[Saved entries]
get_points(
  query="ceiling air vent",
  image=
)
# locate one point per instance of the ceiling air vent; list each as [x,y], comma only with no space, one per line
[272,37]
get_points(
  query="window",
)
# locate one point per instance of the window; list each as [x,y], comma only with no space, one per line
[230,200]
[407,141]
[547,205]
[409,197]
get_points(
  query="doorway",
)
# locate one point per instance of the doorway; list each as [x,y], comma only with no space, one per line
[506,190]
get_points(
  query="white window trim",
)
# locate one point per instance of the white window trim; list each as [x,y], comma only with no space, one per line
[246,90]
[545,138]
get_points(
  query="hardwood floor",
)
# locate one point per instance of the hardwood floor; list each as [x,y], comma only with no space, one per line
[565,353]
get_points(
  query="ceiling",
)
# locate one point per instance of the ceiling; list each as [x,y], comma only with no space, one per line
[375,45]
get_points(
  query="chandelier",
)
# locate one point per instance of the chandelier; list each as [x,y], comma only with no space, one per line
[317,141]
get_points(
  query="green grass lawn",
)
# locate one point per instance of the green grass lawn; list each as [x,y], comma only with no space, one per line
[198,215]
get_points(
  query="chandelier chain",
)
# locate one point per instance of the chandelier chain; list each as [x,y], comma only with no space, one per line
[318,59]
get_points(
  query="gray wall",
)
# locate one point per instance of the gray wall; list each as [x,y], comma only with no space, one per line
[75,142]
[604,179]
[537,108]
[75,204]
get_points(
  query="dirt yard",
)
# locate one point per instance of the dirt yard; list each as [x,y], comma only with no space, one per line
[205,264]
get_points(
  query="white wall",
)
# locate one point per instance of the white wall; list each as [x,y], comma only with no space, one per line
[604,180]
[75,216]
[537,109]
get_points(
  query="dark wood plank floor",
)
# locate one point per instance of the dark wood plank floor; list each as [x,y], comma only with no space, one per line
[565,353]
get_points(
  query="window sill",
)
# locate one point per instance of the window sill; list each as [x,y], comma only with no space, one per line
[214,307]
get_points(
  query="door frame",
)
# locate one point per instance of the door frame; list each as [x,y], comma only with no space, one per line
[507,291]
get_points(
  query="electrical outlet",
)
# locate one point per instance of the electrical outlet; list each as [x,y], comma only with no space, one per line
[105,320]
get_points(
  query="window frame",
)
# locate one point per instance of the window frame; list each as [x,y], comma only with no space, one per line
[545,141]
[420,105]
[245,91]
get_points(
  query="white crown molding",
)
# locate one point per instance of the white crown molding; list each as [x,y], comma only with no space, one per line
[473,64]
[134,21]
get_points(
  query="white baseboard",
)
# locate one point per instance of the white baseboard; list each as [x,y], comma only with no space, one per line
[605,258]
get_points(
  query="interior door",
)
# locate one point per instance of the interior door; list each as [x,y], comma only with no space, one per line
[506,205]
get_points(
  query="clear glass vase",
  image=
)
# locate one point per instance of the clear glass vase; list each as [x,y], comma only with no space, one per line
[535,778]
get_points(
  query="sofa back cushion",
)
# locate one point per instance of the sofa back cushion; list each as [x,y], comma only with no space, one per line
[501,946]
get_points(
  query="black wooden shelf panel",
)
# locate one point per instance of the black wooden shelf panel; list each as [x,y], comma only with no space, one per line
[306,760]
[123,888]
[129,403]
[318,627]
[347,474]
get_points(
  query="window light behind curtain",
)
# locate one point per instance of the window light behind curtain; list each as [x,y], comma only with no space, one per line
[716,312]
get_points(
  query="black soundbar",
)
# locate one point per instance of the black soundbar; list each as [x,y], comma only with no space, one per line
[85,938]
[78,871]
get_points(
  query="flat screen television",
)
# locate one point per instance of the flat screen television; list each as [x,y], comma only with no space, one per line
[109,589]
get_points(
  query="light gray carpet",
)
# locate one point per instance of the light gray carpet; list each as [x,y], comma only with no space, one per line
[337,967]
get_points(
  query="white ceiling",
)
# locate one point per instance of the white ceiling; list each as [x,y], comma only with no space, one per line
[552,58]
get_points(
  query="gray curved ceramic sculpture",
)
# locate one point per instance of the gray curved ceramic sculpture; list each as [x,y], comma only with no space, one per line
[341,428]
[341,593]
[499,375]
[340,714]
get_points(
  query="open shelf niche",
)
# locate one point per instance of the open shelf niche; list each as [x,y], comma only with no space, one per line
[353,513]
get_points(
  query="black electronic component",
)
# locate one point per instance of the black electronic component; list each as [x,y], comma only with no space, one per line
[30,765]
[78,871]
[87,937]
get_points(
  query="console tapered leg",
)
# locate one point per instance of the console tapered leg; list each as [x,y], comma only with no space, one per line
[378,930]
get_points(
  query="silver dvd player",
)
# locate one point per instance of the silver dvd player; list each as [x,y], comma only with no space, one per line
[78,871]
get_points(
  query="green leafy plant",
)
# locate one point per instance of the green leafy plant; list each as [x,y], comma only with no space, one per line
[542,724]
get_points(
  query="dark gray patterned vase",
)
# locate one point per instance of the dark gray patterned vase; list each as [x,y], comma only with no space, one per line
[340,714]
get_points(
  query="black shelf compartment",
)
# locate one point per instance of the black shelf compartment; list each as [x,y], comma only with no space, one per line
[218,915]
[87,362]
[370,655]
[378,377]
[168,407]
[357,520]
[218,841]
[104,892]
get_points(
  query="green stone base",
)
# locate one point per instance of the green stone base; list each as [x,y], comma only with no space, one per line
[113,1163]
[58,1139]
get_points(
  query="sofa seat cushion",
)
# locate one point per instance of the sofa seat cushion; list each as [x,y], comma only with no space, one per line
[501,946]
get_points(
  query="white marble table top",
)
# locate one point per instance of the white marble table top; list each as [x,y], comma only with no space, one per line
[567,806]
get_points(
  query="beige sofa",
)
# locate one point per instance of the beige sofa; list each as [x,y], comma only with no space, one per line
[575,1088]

WHAT THE TASK ASKS. Reproduce, exactly, all the lines shown above.

RESPONSE BELOW.
get_points(
  query="ceiling air vent",
  image=
)
# locate one point per instance of the ceiling air vent; list each as [x,y], comma only with no space, one per line
[272,37]
get_points(
  query="window",
)
# locate one point per instance of the window; list each as [x,y], comma only with no space, one per line
[230,200]
[407,141]
[547,205]
[409,197]
get_points(
  query="doorway",
)
# locate one point per instance of the doorway; list each as [x,y], comma only with no space, one per line
[506,190]
get_points(
  query="white window trim",
)
# locate one point per instance of the white window trim; list each as [x,y], comma only with no space, one per line
[246,90]
[545,138]
get_points(
  query="hardwood floor",
)
# locate one point per instance of the hardwood floor; list each as [x,y], comma only with no space, one per line
[565,353]
get_points(
  query="ceiling",
)
# locate one point per instance of the ceiling; list each as [x,y], comma only with no space, one per line
[375,45]
get_points(
  query="chandelier",
)
# locate one point per instance of the chandelier; list each as [x,y], comma only with no space, one per line
[317,141]
get_points(
  query="green grass lawn",
)
# locate one point per instance of the green grass lawn; list each as [x,y], comma only with no space, one per line
[198,215]
get_points(
  query="chandelier chain",
)
# locate one point per instance of the chandelier chain; list each as [x,y], comma only with no space, one per line
[318,59]
get_points(
  query="gray wall",
)
# locate one point per instance of the gray wall; list each as [x,y], comma only with no space, one per line
[75,142]
[604,179]
[537,108]
[75,204]
get_points(
  query="dirt yard",
)
# locate one point per instance of the dirt yard; list each as [x,y], comma only with no space, one per line
[205,264]
get_points(
  query="white wall",
)
# locate one point per instance of the white wall; list each as [x,y], comma only with no space, one per line
[604,180]
[75,216]
[537,109]
get_points(
  query="dark wood plank floor",
)
# locate one point per instance of the dark wood plank floor; list each as [x,y], comma only with no space, one per line
[565,353]
get_points(
  query="window sill",
)
# locate one point per instance of the window sill; list each as [x,y], comma only with no space, one per line
[214,307]
get_points(
  query="door frame",
)
# locate one point per instance of the door frame; list each as [x,y], comma only with no space, one per line
[507,291]
get_points(
  query="electrical outlet",
)
# locate one point per instance of the electrical outlet; list each as [x,y], comma only with no space, one per line
[105,320]
get_points(
  query="window frame",
)
# locate one point per instance of the window frame; list each as [x,y], comma only with no space, one per line
[545,141]
[420,105]
[245,91]
get_points(
  query="white crown molding",
)
# locate one point per instance of the white crown molding; list each as [x,y], comma only with no space, one per line
[473,64]
[134,21]
get_points(
  query="white baseboard",
)
# locate one point per instance of the white baseboard; list each as [x,y], comma only with no space, one per line
[605,258]
get_points(
  query="interior door",
)
# locate one point per instance of the interior door; list each as [x,y], comma only with no space, one per line
[506,205]
get_points(
  query="clear glass vase",
  image=
)
# locate one point per instance of the clear glass vase; list each as [x,y], comma only with no space, one per line
[535,778]
get_points(
  query="sofa back cushion",
)
# locate one point per instance of the sofa back cushion; list each as [x,y], comma only with no space, one per line
[501,946]
get_points(
  query="black wooden shelf panel",
)
# locate one point per instance of the black wooden shelf panel; list each as [x,y], comma only with no space, one per line
[306,760]
[123,888]
[129,403]
[318,627]
[347,474]
get_points(
  query="window light behind curtain",
)
# locate one point per instance of the window light behind curtain; list each as [x,y], comma only with no space, one per line
[716,312]
get_points(
  query="black soundbar",
)
# locate one point per instance of the black soundbar; list each as [x,y], comma only with no space, one per line
[85,938]
[78,871]
get_points(
  query="flat screen television",
)
# locate one point per instance of the flat screen television; list each as [x,y], comma only with no space, one per line
[109,589]
get_points(
  query="light gray carpet",
)
# locate one point per instance of the light gray carpet; list each as [x,y], comma only with no space, one per line
[337,967]
get_points(
  query="white ceiling",
)
# locate one point per instance of the white ceiling; list each as [x,y], comma only with no space, one per line
[552,58]
get_points(
  query="gray curved ceramic sculpture",
)
# locate one point per instance of the gray curved ceramic sculpture; list each as [x,y], comma only with no space, one per line
[341,428]
[341,593]
[499,375]
[340,714]
get_points(
  query="open shelf niche",
)
# locate one point per instance of the open shelf niche; list each as [x,y], comma only with no space, one per line
[353,513]
get_points(
  query="black electronic component",
)
# locate one point per instance of the black electronic component; list each as [x,y], comma only with no space, one per line
[30,765]
[78,871]
[87,937]
get_points(
  query="console tapered leg",
)
# locate one point per instance of the console tapered leg; list each as [x,y], comma only with no space, one per line
[378,930]
get_points(
  query="silver dvd player",
)
# locate one point per instance of the silver dvd player; list each as [x,y], comma only with no space, one per line
[78,871]
get_points(
  query="green leafy plant",
)
# locate one point per instance of the green leafy plant; list each as [x,y], comma only with no space, one per line
[542,724]
get_points(
  query="dark gray patterned vase",
)
# locate one point per instance of the dark gray patterned vase; list each as [x,y], comma only with no space, one per line
[340,714]
get_points(
  query="black shelf compartment",
)
# locate one point per instance of the black shelf compartment; list each as [x,y], comma only with no space, one per line
[218,915]
[87,362]
[370,655]
[378,377]
[168,407]
[357,520]
[218,841]
[104,892]
get_points(
  query="green stone base",
)
# locate one point per instance of the green stone base; list each as [x,y], comma only with no space, one per line
[113,1163]
[58,1139]
get_points(
  query="sofa seat cushion",
)
# locate one point per instance of the sofa seat cushion; list each as [x,y], comma only with no space, one per line
[501,946]
get_points(
  query="white marble table top",
)
# locate one point per instance of the white marble table top; list each as [x,y], comma only with no space, one per line
[567,806]
get_points(
  query="beige sofa",
)
# locate one point per instance of the beige sofa; list each as [x,y], comma only with no space, one per line
[575,1088]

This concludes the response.